Prompt
Please write out all of the entries below word for word, keeping every line in its original order.

Provided data
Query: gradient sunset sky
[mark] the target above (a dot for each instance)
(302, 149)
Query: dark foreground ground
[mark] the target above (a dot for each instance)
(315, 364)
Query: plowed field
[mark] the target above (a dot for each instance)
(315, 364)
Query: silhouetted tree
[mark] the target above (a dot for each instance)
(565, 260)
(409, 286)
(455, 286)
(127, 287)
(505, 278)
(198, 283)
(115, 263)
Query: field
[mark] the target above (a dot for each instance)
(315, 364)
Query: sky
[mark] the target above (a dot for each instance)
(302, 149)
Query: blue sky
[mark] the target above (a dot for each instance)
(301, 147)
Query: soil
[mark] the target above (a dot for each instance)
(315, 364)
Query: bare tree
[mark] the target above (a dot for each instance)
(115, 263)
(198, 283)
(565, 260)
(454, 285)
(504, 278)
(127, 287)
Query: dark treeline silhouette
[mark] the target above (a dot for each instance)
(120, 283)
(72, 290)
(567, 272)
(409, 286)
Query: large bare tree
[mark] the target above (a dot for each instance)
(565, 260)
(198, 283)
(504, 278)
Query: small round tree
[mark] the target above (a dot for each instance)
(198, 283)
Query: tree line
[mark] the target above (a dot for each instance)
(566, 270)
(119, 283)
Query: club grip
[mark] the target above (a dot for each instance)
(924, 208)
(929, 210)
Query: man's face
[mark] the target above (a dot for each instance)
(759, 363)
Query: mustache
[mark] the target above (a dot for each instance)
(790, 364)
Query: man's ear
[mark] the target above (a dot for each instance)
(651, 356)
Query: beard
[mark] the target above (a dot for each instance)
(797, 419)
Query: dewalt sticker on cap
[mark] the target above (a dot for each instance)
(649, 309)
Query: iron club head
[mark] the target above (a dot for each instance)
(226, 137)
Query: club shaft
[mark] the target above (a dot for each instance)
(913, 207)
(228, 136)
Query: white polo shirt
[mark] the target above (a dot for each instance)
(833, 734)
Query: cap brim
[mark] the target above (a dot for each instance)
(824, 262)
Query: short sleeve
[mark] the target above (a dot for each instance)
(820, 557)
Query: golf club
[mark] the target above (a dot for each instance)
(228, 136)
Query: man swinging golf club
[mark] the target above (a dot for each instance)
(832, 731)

The output
Query: gradient sunset sky
[mark] the target above (a dot for each instance)
(302, 149)
Query: dark foreground ground
[mark] the target above (a dot for each instance)
(315, 364)
Query: plowed field
[mark] the target above (a dot for each instance)
(315, 364)
Query: silhouetted tree
[mark] the target above (a dot for each instance)
(565, 260)
(409, 286)
(455, 286)
(127, 287)
(505, 278)
(198, 283)
(115, 263)
Query: field
[mark] the target above (a dot for each instance)
(315, 364)
Query: sky
[mark] the target above (a dot for each instance)
(302, 149)
Query: blue sky
[mark] the target above (a dot for each instance)
(301, 147)
Query: soil
[mark] the target above (a dot for each instance)
(315, 364)
Query: bare tree
[mark] the target above (a dot for each instance)
(115, 263)
(198, 283)
(565, 260)
(454, 285)
(504, 278)
(127, 287)
Query: dark treeline silhouette
[mark] the target above (a dot for each instance)
(120, 283)
(72, 290)
(567, 272)
(409, 286)
Query: large bare tree
[mark] the target above (a dot for each instance)
(565, 260)
(198, 283)
(504, 278)
Query: small round tree
[mark] the target above (a dot for each instance)
(198, 283)
Query: tree line
[mark] the target above (a dot for each instance)
(566, 270)
(119, 283)
Query: club grip
[mark] the target above (a dot for each instance)
(924, 208)
(929, 210)
Query: man's face
[mark] the target above (a dot for each instance)
(759, 363)
Query: mustache
[mark] the target above (a dot for each instance)
(790, 364)
Query: man's ear
[mark] the target above (a dot for each instance)
(651, 356)
Query: beard
[mark] the target above (a dot for each instance)
(797, 419)
Query: dewalt sticker on cap
[mark] the target above (a dot for each instance)
(649, 309)
Query: iron club head
[mark] the target above (a dot for each instance)
(226, 137)
Query: club shaft
[mark] the target above (a dot for each instance)
(913, 207)
(228, 136)
Query: white polo shirt
[mark] the target above (a dot for each instance)
(833, 734)
Query: cap brim
[mark] the target above (a dot for each instance)
(824, 262)
Query: short sleeve
[mark] the target above (a dot for each instance)
(820, 557)
Query: golf club
[mark] the target above (a dot for each instance)
(228, 136)
Query: man swinging golf club
[mark] the target above (a dot for each instance)
(832, 731)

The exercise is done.